EXERCISE DETAILS >> Output the section of the code of practice from "Collaborative Partnership Guidelines" up to and including "on the other.", copying it word for word.

### PROVIDED PASSAGE ###

Code of Practice

Code of Practice

Collaborative Partnership Guidelines on working with the pharmaceutical and biotech industries

Relationship with pharmaceutical and biotech companies

  • Relationships between non-governmental organisations (NGOs) and pharmaceutical and biotech companies can and should be based on equal partnership. Both sides must be prepared to move beyond the NGOs being passive recipients of money to a scenario where the two work together on policy development and practical initiatives, in the interests of the patients and their carers whom the NGO represents, while preserving its independence.
  • Each party should remember that successful partnerships are those where both partners gain something, and each should make efforts to understand the internal culture of and external pressures on the other.
  • NGOs should recognise that pharmaceutical and biotech companies have to be profitable, and have their own particular marketing agenda, to which no NGO should ever feel obliged to conform. Funding should be rejected if the alternative is compromising the NGOs independence in any way.

Funding

  • The European Federation of Neurological Associations (EFNA) encourages the use of available funding so long as the NGO’s independence is not compromised in any way and so long as the relationship is totally transparent. Contracts between the parties help in this respect.
  • EFNA is opposed to relationships designed to give one company competitive advantage over another, and, where possible, favours the use of funding consortia composed of two or more companies from the same industry.
  • Joint research initiatives must ensure that independence is not unwittingly eroded.
  • EFNA itself accepts funding from the pharmaceutical and biotech industry groupings or companies when:
    • It believes it will result in benefit to EFNA and at least some of its member organisations
    • The Board is satisfied that accepting the funds will not court adverse publicity
    • The funder does not try to coerce or over-influence EFNA’s policy or actions either explicitly or implicitly
  • A voluntary organisation’s good name is its most valuable asset. The effect of laws dealing with non-profit organisations, as well as agreed best practice, both preclude the exploitation of a voluntary organisation’s name for non-charitable purposes. EFNA’s name must not be used to imply approval or endorsement of any of the donor’s products or policies, without the Board’s prior written approval.

Product Endorsement

  • EFNA endorses no individual treatments, because people living with brain disease need the widest possible range of treatment options, to integrate them as they wish. These may include medicines, surgery, complementary therapies, lifestyle changes, and non-therapeutic products
  • We encourage active partnership between patient, carer and health professional as well as discussion of all available options to promote informed choice by the patient.
  • Where medication exists in more than one version we encourage the use, in communications by the NGOs with patients, of either the scientific name or the several different brand names. Publications should show impartiality.
  • EFNA supports the proper licensing of medicines and believes that the marketing of non-drug treatments to the public requires similar rules and standards.

### DATASET ENTRIES ###

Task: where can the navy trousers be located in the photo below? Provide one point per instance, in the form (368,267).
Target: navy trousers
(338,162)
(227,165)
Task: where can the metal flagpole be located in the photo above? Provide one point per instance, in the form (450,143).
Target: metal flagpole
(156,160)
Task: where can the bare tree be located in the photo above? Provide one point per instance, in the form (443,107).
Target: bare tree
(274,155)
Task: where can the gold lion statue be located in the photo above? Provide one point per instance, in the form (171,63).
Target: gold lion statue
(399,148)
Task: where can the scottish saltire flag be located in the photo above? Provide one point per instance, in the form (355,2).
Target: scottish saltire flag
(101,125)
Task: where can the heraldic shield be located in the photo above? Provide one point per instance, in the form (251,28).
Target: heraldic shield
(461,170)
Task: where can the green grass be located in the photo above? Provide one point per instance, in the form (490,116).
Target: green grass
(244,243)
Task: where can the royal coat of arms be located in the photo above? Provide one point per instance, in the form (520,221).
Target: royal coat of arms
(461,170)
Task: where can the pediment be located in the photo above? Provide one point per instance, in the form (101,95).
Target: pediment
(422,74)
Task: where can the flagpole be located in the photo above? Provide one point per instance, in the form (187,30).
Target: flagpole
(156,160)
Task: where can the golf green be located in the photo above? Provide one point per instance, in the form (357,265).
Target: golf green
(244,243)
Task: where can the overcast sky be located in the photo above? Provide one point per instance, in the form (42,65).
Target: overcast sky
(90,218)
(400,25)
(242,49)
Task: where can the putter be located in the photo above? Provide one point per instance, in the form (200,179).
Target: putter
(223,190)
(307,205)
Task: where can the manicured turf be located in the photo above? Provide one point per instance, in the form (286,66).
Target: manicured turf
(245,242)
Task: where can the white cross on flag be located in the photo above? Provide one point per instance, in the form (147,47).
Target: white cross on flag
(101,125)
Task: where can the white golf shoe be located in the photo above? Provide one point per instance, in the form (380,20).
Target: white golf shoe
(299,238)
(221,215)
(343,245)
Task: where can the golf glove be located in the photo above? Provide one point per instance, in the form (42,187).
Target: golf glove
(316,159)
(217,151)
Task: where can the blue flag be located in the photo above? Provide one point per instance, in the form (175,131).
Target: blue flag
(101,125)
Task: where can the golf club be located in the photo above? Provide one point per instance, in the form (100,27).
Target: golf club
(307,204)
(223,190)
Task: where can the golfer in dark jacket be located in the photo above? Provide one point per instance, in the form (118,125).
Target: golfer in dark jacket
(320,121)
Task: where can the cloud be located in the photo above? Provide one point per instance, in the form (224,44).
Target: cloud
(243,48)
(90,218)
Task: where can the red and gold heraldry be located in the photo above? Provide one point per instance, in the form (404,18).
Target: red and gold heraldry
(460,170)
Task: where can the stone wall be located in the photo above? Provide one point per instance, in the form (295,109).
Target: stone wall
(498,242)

###
### DATASET ENTRIES ###

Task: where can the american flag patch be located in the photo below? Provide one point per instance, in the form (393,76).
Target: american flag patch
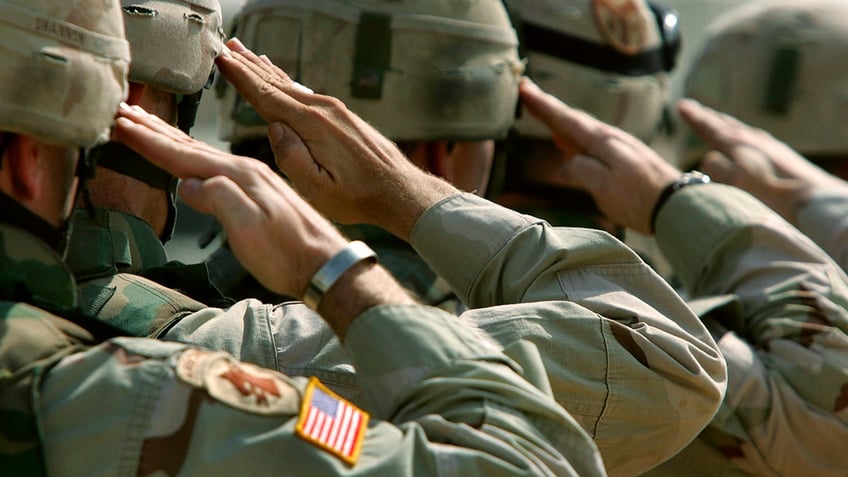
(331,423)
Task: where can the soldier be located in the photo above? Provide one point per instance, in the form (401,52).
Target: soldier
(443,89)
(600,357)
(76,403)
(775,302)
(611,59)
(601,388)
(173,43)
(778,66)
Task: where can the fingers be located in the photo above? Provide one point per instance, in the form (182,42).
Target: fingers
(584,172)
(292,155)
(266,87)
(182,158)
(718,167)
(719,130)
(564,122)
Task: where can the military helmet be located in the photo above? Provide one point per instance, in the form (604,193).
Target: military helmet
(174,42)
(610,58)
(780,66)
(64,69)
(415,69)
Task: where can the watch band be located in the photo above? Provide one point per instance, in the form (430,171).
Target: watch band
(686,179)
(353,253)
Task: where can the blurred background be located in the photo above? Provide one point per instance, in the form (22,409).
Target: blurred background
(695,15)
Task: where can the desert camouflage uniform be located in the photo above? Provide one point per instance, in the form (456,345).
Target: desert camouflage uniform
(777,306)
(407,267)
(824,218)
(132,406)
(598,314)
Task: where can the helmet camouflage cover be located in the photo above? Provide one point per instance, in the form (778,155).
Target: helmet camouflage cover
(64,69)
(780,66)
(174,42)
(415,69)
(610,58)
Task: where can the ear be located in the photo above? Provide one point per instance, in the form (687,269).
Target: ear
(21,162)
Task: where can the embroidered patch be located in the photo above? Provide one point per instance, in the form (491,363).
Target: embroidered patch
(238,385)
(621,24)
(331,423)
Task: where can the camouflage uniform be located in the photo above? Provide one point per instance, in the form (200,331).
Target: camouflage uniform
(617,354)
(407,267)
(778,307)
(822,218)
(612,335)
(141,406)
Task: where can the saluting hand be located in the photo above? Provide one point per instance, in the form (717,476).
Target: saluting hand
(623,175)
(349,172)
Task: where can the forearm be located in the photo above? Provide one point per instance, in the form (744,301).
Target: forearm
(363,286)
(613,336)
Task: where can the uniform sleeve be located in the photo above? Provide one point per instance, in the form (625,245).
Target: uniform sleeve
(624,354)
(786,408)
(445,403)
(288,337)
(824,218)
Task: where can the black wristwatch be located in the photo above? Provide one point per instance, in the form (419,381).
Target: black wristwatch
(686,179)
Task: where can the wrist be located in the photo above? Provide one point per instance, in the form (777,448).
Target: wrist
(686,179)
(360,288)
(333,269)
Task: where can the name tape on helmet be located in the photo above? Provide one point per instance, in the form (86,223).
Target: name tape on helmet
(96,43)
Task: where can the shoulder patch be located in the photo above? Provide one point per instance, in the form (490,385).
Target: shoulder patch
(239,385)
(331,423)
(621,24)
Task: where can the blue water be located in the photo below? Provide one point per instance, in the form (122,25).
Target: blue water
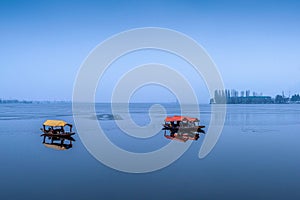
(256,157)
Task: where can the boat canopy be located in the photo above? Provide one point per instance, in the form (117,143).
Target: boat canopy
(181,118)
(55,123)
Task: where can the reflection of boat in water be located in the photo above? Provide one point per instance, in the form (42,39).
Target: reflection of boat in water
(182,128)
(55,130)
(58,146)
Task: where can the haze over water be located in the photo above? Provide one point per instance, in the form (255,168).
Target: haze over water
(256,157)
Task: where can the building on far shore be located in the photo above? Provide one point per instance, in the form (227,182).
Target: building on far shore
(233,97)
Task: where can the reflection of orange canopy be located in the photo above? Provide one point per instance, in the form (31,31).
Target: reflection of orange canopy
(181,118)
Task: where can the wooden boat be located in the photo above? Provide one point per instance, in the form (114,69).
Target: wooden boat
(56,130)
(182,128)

###
### DATASET ENTRIES ###

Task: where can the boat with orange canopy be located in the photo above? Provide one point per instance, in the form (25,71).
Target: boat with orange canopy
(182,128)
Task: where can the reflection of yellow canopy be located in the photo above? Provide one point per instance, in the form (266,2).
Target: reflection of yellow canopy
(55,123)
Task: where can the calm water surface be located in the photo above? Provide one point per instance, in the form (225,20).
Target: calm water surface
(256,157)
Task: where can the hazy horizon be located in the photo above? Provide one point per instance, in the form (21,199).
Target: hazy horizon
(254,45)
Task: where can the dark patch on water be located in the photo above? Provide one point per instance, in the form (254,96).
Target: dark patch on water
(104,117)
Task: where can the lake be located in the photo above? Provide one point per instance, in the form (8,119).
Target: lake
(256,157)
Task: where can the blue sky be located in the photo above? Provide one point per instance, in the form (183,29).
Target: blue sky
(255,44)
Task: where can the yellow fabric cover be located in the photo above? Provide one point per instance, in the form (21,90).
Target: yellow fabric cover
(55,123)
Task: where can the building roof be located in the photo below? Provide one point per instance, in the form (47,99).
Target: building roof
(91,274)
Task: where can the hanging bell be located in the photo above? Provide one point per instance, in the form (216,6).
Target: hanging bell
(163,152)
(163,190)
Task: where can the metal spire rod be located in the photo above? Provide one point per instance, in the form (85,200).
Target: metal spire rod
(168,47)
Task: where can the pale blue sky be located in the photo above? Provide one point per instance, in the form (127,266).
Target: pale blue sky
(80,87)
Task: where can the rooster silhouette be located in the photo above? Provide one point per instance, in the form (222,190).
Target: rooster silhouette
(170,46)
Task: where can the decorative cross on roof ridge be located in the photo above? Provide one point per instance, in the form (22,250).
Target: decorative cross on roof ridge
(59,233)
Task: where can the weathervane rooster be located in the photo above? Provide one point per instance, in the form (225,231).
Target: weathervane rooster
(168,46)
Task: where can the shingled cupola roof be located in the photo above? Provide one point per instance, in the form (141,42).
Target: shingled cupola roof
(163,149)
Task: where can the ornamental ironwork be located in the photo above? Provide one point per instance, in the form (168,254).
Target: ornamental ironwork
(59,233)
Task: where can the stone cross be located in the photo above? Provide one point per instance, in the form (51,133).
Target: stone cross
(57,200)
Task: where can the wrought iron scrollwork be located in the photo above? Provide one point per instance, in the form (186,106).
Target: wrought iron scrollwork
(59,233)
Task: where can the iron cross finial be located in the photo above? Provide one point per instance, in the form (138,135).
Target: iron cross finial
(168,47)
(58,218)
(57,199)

###

RESPONSE >>
Collaborative Partnership Guidelines on working with the pharmaceutical and biotech industries

Relationship with pharmaceutical and biotech companies

  • Relationships between non-governmental organisations (NGOs) and pharmaceutical and biotech companies can and should be based on equal partnership. Both sides must be prepared to move beyond the NGOs being passive recipients of money to a scenario where the two work together on policy development and practical initiatives, in the interests of the patients and their carers whom the NGO represents, while preserving its independence.
  • Each party should remember that successful partnerships are those where both partners gain something, and each should make efforts to understand the internal culture of and external pressures on the other.